BEGIN Record list
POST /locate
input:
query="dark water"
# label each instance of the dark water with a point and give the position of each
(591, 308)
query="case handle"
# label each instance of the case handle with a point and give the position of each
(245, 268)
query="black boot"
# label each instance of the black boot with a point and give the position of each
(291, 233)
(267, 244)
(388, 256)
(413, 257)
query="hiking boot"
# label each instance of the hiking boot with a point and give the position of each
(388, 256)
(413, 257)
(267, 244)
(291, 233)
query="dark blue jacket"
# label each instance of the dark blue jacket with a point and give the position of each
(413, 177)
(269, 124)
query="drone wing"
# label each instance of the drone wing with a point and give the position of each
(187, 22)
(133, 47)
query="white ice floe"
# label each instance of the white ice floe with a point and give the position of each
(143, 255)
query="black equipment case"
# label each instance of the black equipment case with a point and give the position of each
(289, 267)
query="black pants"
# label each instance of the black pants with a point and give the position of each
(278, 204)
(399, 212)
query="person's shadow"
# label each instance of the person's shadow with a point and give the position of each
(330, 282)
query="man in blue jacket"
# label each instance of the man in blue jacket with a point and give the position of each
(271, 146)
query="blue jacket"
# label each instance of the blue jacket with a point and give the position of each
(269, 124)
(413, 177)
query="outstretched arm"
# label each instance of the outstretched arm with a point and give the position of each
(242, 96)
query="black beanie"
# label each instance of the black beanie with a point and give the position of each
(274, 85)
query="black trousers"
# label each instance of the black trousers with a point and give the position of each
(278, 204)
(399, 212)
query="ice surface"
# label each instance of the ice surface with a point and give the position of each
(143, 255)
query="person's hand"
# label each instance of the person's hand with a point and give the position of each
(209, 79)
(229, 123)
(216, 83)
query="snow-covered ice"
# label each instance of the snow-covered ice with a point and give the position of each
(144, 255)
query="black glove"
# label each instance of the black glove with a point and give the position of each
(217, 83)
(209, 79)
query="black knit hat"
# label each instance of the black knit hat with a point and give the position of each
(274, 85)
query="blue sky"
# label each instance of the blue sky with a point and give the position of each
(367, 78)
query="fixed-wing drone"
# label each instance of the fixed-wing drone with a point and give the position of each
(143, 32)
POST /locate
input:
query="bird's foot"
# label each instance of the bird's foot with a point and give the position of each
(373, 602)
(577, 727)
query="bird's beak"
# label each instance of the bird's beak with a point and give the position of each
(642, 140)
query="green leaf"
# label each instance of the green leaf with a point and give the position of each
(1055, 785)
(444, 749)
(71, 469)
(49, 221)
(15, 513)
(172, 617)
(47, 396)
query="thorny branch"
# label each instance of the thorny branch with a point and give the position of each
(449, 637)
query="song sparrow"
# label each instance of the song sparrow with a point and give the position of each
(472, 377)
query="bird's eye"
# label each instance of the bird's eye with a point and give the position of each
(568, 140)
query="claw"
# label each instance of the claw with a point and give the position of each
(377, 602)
END Record list
What the task asks
State how many lines in the records above contain the word "blue", treating uppercase and lowercase as distinct. Reply with the number alone.

Problem solution
8